▼
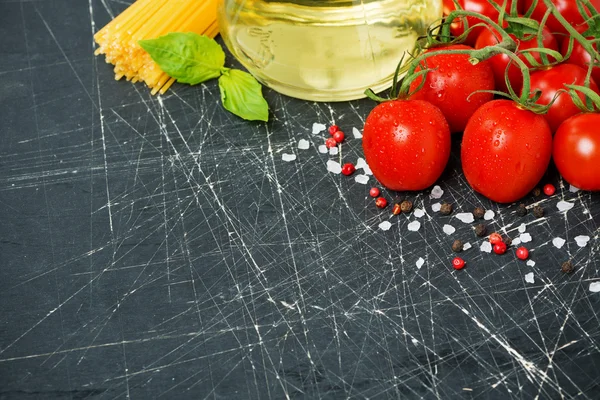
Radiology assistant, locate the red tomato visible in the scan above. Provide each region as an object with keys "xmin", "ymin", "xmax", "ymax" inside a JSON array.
[
  {"xmin": 409, "ymin": 44, "xmax": 495, "ymax": 133},
  {"xmin": 553, "ymin": 113, "xmax": 600, "ymax": 191},
  {"xmin": 461, "ymin": 99, "xmax": 552, "ymax": 203},
  {"xmin": 524, "ymin": 0, "xmax": 600, "ymax": 36},
  {"xmin": 362, "ymin": 100, "xmax": 451, "ymax": 191},
  {"xmin": 444, "ymin": 0, "xmax": 523, "ymax": 45},
  {"xmin": 475, "ymin": 25, "xmax": 558, "ymax": 93},
  {"xmin": 560, "ymin": 37, "xmax": 600, "ymax": 88},
  {"xmin": 527, "ymin": 63, "xmax": 600, "ymax": 133}
]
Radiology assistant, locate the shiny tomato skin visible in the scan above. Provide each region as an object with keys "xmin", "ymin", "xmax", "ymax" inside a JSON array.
[
  {"xmin": 362, "ymin": 100, "xmax": 451, "ymax": 191},
  {"xmin": 475, "ymin": 25, "xmax": 558, "ymax": 93},
  {"xmin": 444, "ymin": 0, "xmax": 523, "ymax": 45},
  {"xmin": 461, "ymin": 100, "xmax": 552, "ymax": 203},
  {"xmin": 553, "ymin": 113, "xmax": 600, "ymax": 191},
  {"xmin": 409, "ymin": 44, "xmax": 495, "ymax": 133},
  {"xmin": 560, "ymin": 38, "xmax": 600, "ymax": 87},
  {"xmin": 528, "ymin": 64, "xmax": 600, "ymax": 133},
  {"xmin": 524, "ymin": 0, "xmax": 600, "ymax": 36}
]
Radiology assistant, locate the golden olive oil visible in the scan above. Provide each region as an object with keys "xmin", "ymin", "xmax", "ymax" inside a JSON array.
[{"xmin": 218, "ymin": 0, "xmax": 442, "ymax": 101}]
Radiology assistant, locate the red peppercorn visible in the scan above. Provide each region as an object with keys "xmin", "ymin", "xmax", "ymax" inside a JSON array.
[
  {"xmin": 325, "ymin": 137, "xmax": 337, "ymax": 148},
  {"xmin": 489, "ymin": 232, "xmax": 503, "ymax": 245},
  {"xmin": 341, "ymin": 163, "xmax": 356, "ymax": 176},
  {"xmin": 369, "ymin": 187, "xmax": 380, "ymax": 197},
  {"xmin": 392, "ymin": 203, "xmax": 402, "ymax": 215},
  {"xmin": 452, "ymin": 257, "xmax": 466, "ymax": 270},
  {"xmin": 328, "ymin": 125, "xmax": 339, "ymax": 135},
  {"xmin": 493, "ymin": 242, "xmax": 507, "ymax": 255},
  {"xmin": 375, "ymin": 197, "xmax": 387, "ymax": 208},
  {"xmin": 516, "ymin": 246, "xmax": 529, "ymax": 260},
  {"xmin": 333, "ymin": 131, "xmax": 345, "ymax": 143},
  {"xmin": 543, "ymin": 183, "xmax": 556, "ymax": 196}
]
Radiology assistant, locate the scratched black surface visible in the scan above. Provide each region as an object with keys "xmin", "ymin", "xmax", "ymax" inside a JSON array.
[{"xmin": 1, "ymin": 1, "xmax": 600, "ymax": 399}]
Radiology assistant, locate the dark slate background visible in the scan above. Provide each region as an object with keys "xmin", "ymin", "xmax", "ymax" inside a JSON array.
[{"xmin": 1, "ymin": 0, "xmax": 600, "ymax": 399}]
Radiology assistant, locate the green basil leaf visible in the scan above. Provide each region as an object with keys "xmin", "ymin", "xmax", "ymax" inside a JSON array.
[
  {"xmin": 218, "ymin": 69, "xmax": 269, "ymax": 122},
  {"xmin": 139, "ymin": 32, "xmax": 225, "ymax": 85}
]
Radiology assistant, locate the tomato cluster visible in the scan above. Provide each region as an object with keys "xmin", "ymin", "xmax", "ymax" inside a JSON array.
[{"xmin": 362, "ymin": 0, "xmax": 600, "ymax": 202}]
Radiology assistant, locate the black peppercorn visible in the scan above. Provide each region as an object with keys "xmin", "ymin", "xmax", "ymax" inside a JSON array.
[
  {"xmin": 400, "ymin": 200, "xmax": 413, "ymax": 213},
  {"xmin": 452, "ymin": 239, "xmax": 463, "ymax": 253},
  {"xmin": 474, "ymin": 223, "xmax": 487, "ymax": 237},
  {"xmin": 532, "ymin": 205, "xmax": 544, "ymax": 218},
  {"xmin": 532, "ymin": 187, "xmax": 541, "ymax": 197},
  {"xmin": 517, "ymin": 203, "xmax": 528, "ymax": 217},
  {"xmin": 440, "ymin": 202, "xmax": 453, "ymax": 215},
  {"xmin": 503, "ymin": 236, "xmax": 512, "ymax": 247},
  {"xmin": 561, "ymin": 261, "xmax": 574, "ymax": 274},
  {"xmin": 473, "ymin": 207, "xmax": 485, "ymax": 219}
]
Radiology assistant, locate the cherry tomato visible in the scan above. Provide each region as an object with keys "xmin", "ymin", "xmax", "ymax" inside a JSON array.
[
  {"xmin": 560, "ymin": 37, "xmax": 600, "ymax": 88},
  {"xmin": 461, "ymin": 100, "xmax": 553, "ymax": 203},
  {"xmin": 409, "ymin": 44, "xmax": 495, "ymax": 133},
  {"xmin": 475, "ymin": 24, "xmax": 558, "ymax": 93},
  {"xmin": 444, "ymin": 0, "xmax": 523, "ymax": 45},
  {"xmin": 527, "ymin": 63, "xmax": 600, "ymax": 133},
  {"xmin": 524, "ymin": 0, "xmax": 600, "ymax": 37},
  {"xmin": 553, "ymin": 113, "xmax": 600, "ymax": 191},
  {"xmin": 362, "ymin": 100, "xmax": 451, "ymax": 191}
]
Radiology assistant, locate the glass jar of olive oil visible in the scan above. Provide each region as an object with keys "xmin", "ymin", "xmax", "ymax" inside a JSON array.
[{"xmin": 217, "ymin": 0, "xmax": 442, "ymax": 101}]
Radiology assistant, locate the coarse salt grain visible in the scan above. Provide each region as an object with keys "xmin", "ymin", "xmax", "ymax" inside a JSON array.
[
  {"xmin": 431, "ymin": 203, "xmax": 442, "ymax": 212},
  {"xmin": 329, "ymin": 147, "xmax": 339, "ymax": 155},
  {"xmin": 455, "ymin": 212, "xmax": 474, "ymax": 223},
  {"xmin": 484, "ymin": 210, "xmax": 495, "ymax": 220},
  {"xmin": 362, "ymin": 164, "xmax": 372, "ymax": 175},
  {"xmin": 414, "ymin": 208, "xmax": 425, "ymax": 218},
  {"xmin": 552, "ymin": 237, "xmax": 566, "ymax": 249},
  {"xmin": 354, "ymin": 174, "xmax": 369, "ymax": 185},
  {"xmin": 282, "ymin": 153, "xmax": 296, "ymax": 162},
  {"xmin": 297, "ymin": 139, "xmax": 310, "ymax": 150},
  {"xmin": 352, "ymin": 127, "xmax": 363, "ymax": 139},
  {"xmin": 379, "ymin": 221, "xmax": 392, "ymax": 231},
  {"xmin": 519, "ymin": 233, "xmax": 532, "ymax": 243},
  {"xmin": 512, "ymin": 237, "xmax": 522, "ymax": 246},
  {"xmin": 463, "ymin": 242, "xmax": 472, "ymax": 251},
  {"xmin": 590, "ymin": 282, "xmax": 600, "ymax": 293},
  {"xmin": 569, "ymin": 185, "xmax": 580, "ymax": 193},
  {"xmin": 416, "ymin": 257, "xmax": 425, "ymax": 269},
  {"xmin": 326, "ymin": 160, "xmax": 342, "ymax": 174},
  {"xmin": 557, "ymin": 201, "xmax": 575, "ymax": 212},
  {"xmin": 407, "ymin": 221, "xmax": 421, "ymax": 232},
  {"xmin": 430, "ymin": 185, "xmax": 444, "ymax": 199},
  {"xmin": 480, "ymin": 241, "xmax": 492, "ymax": 253},
  {"xmin": 318, "ymin": 145, "xmax": 328, "ymax": 154},
  {"xmin": 525, "ymin": 272, "xmax": 534, "ymax": 284},
  {"xmin": 518, "ymin": 223, "xmax": 527, "ymax": 233},
  {"xmin": 443, "ymin": 224, "xmax": 456, "ymax": 235},
  {"xmin": 526, "ymin": 260, "xmax": 536, "ymax": 267},
  {"xmin": 575, "ymin": 235, "xmax": 590, "ymax": 247},
  {"xmin": 356, "ymin": 158, "xmax": 367, "ymax": 169},
  {"xmin": 312, "ymin": 123, "xmax": 326, "ymax": 134}
]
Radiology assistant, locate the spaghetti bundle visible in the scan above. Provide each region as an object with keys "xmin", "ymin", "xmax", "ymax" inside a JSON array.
[{"xmin": 94, "ymin": 0, "xmax": 220, "ymax": 95}]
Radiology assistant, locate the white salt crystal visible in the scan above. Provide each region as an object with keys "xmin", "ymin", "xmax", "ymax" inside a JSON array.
▲
No line should appear in the answer except those from the one containing "Radiology assistant, locate the spaghetti" through the last line of the listing, each retyped exactly.

Exercise answer
Radiology assistant, locate the spaghetti bundle visible in the scan above. Provide each region as an object with keys "xmin", "ymin", "xmax", "ymax" inside a JSON array.
[{"xmin": 94, "ymin": 0, "xmax": 220, "ymax": 95}]
Radiology assistant, locate the white salt crystal visible in the scan above. Provide each region as an object with keys "xmin", "ymin", "xmax", "ymax" inside a JSON array.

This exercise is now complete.